## EXERCISE GOAL
The records below must be returned in full and unaltered.
#####
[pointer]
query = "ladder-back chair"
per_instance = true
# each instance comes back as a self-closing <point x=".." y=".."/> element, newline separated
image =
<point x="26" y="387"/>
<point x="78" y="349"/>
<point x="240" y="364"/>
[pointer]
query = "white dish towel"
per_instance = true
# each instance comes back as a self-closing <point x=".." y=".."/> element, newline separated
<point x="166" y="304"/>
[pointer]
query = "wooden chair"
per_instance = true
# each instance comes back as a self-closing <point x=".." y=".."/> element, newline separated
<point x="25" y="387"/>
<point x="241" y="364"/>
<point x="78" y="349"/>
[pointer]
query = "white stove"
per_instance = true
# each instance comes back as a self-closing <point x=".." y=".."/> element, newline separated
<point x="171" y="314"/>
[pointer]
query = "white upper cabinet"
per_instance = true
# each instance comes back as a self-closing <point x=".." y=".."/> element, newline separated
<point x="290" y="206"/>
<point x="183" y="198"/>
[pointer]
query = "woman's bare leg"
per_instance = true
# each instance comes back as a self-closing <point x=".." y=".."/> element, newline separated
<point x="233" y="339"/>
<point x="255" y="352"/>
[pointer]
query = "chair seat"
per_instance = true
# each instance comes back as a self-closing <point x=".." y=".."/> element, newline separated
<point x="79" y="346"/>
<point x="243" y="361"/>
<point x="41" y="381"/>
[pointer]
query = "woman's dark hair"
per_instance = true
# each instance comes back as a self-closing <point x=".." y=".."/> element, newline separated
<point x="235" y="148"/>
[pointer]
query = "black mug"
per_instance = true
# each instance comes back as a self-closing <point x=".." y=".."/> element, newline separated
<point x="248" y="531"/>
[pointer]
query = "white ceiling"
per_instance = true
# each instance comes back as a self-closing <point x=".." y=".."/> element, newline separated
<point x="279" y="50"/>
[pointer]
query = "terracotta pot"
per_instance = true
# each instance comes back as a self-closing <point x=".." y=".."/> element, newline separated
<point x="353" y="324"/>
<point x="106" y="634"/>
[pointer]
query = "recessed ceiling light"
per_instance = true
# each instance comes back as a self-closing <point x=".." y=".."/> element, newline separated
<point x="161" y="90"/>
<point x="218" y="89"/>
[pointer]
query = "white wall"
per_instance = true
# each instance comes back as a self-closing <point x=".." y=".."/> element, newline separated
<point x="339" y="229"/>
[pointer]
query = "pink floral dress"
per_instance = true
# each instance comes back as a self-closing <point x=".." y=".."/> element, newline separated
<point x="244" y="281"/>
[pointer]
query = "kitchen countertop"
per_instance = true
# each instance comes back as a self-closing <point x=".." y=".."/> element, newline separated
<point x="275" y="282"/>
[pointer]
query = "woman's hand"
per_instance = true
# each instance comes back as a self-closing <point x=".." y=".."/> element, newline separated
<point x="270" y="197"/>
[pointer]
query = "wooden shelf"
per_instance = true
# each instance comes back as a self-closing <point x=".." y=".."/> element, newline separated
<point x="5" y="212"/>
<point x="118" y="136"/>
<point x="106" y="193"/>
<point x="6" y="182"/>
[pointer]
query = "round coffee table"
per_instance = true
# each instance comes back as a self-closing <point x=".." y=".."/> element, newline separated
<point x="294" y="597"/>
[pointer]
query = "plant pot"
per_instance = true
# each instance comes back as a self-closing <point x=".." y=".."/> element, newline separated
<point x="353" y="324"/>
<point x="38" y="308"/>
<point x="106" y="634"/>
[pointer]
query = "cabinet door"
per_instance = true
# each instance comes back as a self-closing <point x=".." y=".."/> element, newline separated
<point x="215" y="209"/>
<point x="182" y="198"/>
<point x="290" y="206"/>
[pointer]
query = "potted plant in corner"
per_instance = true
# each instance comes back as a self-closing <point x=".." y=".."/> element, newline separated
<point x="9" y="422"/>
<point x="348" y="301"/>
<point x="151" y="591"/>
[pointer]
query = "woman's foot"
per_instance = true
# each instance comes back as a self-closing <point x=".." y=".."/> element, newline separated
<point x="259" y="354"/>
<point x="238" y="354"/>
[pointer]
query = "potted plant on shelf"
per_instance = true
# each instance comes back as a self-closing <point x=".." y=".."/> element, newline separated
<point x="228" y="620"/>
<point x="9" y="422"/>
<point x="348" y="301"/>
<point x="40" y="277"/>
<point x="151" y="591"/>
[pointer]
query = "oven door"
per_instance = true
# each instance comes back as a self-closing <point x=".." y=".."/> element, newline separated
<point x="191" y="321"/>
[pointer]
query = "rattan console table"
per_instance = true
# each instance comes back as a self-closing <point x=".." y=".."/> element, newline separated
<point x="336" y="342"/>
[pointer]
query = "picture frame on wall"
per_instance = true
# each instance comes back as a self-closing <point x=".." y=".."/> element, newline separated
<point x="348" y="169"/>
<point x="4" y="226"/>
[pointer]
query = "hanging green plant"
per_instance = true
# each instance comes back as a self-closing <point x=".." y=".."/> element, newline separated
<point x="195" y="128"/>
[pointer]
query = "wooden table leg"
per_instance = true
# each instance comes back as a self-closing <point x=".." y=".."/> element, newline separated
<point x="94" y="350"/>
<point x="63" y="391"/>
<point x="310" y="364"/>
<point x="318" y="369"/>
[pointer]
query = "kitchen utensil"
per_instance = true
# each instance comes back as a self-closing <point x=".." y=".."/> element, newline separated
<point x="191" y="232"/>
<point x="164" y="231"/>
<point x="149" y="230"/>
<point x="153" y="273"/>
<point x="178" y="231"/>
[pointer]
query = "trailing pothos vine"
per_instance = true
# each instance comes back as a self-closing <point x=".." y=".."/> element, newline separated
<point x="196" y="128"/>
#####
## REPLY TO THE TASK
[pointer]
query = "ladder-back chair"
per_instance = true
# each instance comes back as a self-closing <point x=".." y=".."/> element, newline separated
image =
<point x="26" y="387"/>
<point x="78" y="349"/>
<point x="240" y="364"/>
[pointer]
query = "white dish towel"
per_instance = true
# each instance comes back as a self-closing <point x=".." y=".."/> element, newline separated
<point x="166" y="304"/>
[pointer]
query = "wooden chair"
per_instance = true
# each instance comes back as a self-closing <point x=".." y=".."/> element, newline separated
<point x="25" y="387"/>
<point x="241" y="364"/>
<point x="78" y="349"/>
[pointer]
query = "white stove"
per_instance = true
# each instance comes back as a self-closing <point x=".." y=".."/> element, newline separated
<point x="171" y="314"/>
[pointer]
query = "white upper cabinet"
per_instance = true
# each instance comes back as a self-closing <point x=".." y=".."/> element, newline separated
<point x="290" y="206"/>
<point x="183" y="198"/>
[pointer]
query = "woman's bare leg"
per_instance = true
# each instance comes back as a self-closing <point x=".." y=".."/> element, newline separated
<point x="233" y="339"/>
<point x="255" y="352"/>
[pointer]
query = "chair seat"
per_instance = true
# each instance comes back as a self-closing <point x=".." y=".."/> element, newline separated
<point x="79" y="346"/>
<point x="243" y="361"/>
<point x="41" y="381"/>
[pointer]
query = "woman's dark hair"
per_instance = true
# each instance comes back as a self-closing <point x=".." y=".."/> element, newline separated
<point x="235" y="148"/>
[pointer]
query = "black mug"
per_instance = true
# each instance comes back as a self-closing <point x=".." y=".."/> element, newline separated
<point x="248" y="531"/>
[pointer]
query = "white ceiling"
per_instance = true
# each instance comes back as a self-closing <point x=".." y=".."/> element, newline separated
<point x="279" y="50"/>
[pointer]
query = "terracotta pot"
per_instance = true
# each instance comes back as a self-closing <point x=".." y=".."/> element, newline separated
<point x="353" y="324"/>
<point x="106" y="634"/>
[pointer]
query = "recessed ceiling light"
per_instance = true
# each instance comes back as a self-closing <point x=".." y=".."/> element, newline separated
<point x="161" y="90"/>
<point x="218" y="89"/>
[pointer]
query = "white wall"
per_instance = true
# each instance comes back as a self-closing <point x=".." y=".."/> element, newline separated
<point x="339" y="229"/>
[pointer]
query = "pink floral dress"
per_instance = true
# each instance comes back as a self-closing <point x=".." y=".."/> element, newline separated
<point x="244" y="281"/>
[pointer]
query = "kitchen countertop"
per_instance = true
# each instance comes back as a self-closing <point x=".." y=".."/> element, newline separated
<point x="275" y="282"/>
[pointer]
query = "woman's hand"
per_instance = true
# each instance comes back as a self-closing <point x=".." y=".."/> element, newline separated
<point x="270" y="197"/>
[pointer]
query = "wooden shelf"
per_instance = true
# each instance comes back as a self-closing <point x=".." y=".."/> element, newline separated
<point x="5" y="212"/>
<point x="118" y="136"/>
<point x="106" y="193"/>
<point x="6" y="182"/>
[pointer]
query = "round coffee table"
per_instance = true
# each instance comes back as a self-closing <point x=".." y=".."/> element, newline separated
<point x="294" y="597"/>
[pointer]
query = "plant pot"
per_instance = true
# each instance comes back as a self-closing <point x=".." y=".."/> element, newline separated
<point x="353" y="324"/>
<point x="38" y="308"/>
<point x="106" y="634"/>
[pointer]
query = "cabinet door"
per_instance = true
# each instance comes back as a self-closing <point x=".." y=".."/> element, newline separated
<point x="215" y="209"/>
<point x="182" y="198"/>
<point x="290" y="206"/>
[pointer]
query = "potted plant in corner"
per_instance = true
# each instance comes back as a self-closing <point x=".." y=".."/> element, newline separated
<point x="9" y="422"/>
<point x="348" y="301"/>
<point x="151" y="591"/>
[pointer]
query = "woman's foot"
per_instance = true
# each instance comes back as a self-closing <point x=".." y=".."/> element, newline separated
<point x="259" y="354"/>
<point x="238" y="354"/>
[pointer]
query = "potted plant on shelf"
per_instance = true
# each instance comes back as a self-closing <point x=".." y=".."/> element, newline separated
<point x="228" y="620"/>
<point x="9" y="422"/>
<point x="348" y="301"/>
<point x="40" y="277"/>
<point x="151" y="591"/>
[pointer]
query = "oven door"
per_instance = true
# each instance comes back as a self-closing <point x=".." y=".."/> element, newline separated
<point x="191" y="321"/>
[pointer]
query = "rattan console table"
per_instance = true
# each instance comes back as a self-closing <point x=".." y=".."/> element, newline separated
<point x="336" y="342"/>
[pointer]
query = "picture frame on wall"
per_instance = true
# each instance comes back as a self-closing <point x=".." y=".."/> element, newline separated
<point x="348" y="169"/>
<point x="4" y="226"/>
[pointer]
query = "hanging green plant"
per_instance = true
# each instance comes back as a self-closing <point x=".." y=".."/> element, newline separated
<point x="195" y="128"/>
[pointer]
query = "wooden table leg"
per_instance = true
# each instance comes back as a self-closing <point x=".." y=".."/> element, newline separated
<point x="94" y="350"/>
<point x="63" y="391"/>
<point x="310" y="364"/>
<point x="318" y="369"/>
[pointer]
query = "kitchen utensil"
per_instance = true
# each instance comes back as a self-closing <point x=".." y=".."/> element, newline separated
<point x="191" y="232"/>
<point x="164" y="231"/>
<point x="149" y="230"/>
<point x="153" y="273"/>
<point x="178" y="231"/>
[pointer]
query = "trailing pothos vine"
per_instance = true
# each instance comes back as a self-closing <point x=".." y=".."/> element, newline separated
<point x="196" y="128"/>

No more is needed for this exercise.